> [BRIEF 1]
In the membership discussion, shorten the paragraph that begins "The only alternative to keeping the stream" while keeping its main facts.

-- Begin TEXT SEGMENT --

Unfortunately, the recent login madness pretty well demonstrates the problems with open memberships. In 1999--heck, anytime before September 11, 2001--the active population was pretty small, and frankly, membership was not in great demand. Now, however, the site is honestly at capacity, in my opinion. There are already more posts and comments than I can keep up with, and if more users are added, not only will there be a lot more signal, there will be a higher percentage of noise, as well. I think opening membership in very small batches and letting the new members integrate into the site before adding the next batch is the only successful way to add new members.

The only alternative to keeping the stream of new members very small is for Matt to do this full time, and to institute Pro-level features like kill files and voting. Add to that mix blog hosting and maybe email addys, and I'd be happy to pay my 3 bucks a month, or 50 bucks a year, or whatever. The bottom line is this: I don't think new members are necessary, but if we do "open the gates," we need new features on our end as well as Matt's.
posted by monju_bosatsu at 6:59 PM on August 7, 2004


If I had gained membership to a particular site (or club or organisation) after undergoing a test or matching certain required criteria, then yes, I would feel that others joining afterwords should meet the same requirements.

As this question sort of ties in with a question in your previous post, I don't know if society is elitist because it expects some standards of decency and behaviour, but these expectations are not an entry requirement, they are expectation. If you do not meet society's expected requirement, you are (depending on the degree of anti-social behaviour) ridiculed at the low end or thrown into prison at the high end.

-- End TEXT SEGMENT --
-- Begin DATASET RECORDS --

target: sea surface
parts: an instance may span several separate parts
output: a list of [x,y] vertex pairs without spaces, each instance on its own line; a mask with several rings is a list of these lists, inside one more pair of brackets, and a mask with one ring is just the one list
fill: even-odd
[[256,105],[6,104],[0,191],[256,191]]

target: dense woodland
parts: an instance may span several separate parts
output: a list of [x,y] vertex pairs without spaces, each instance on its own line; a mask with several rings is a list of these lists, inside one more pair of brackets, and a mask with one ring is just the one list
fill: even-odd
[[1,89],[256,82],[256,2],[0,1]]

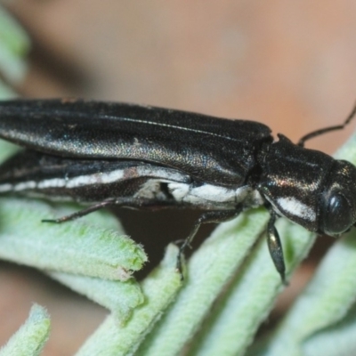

-- End DATASET RECORDS --

> [BRIEF 2]
Repeat the entries word for word, from the line with "target: dense woodland" through the end of the entries. Leave the picture out.

> [FINAL RESULT 1]
Besides admitting only a few new members, the one other option is for Matt to run the site full time and add Pro-level features such as kill files and voting, maybe with blog hosting and email addresses too. The writer would pay about 3 dollars a month or 50 a year for that. New members aren't needed, the writer says, but opening up would require new features from users and Matt alike.

> [FINAL RESULT 2]
target: dense woodland
parts: an instance may span several separate parts
output: a list of [x,y] vertex pairs without spaces, each instance on its own line; a mask with several rings is a list of these lists, inside one more pair of brackets, and a mask with one ring is just the one list
fill: even-odd
[[1,89],[256,82],[256,2],[0,1]]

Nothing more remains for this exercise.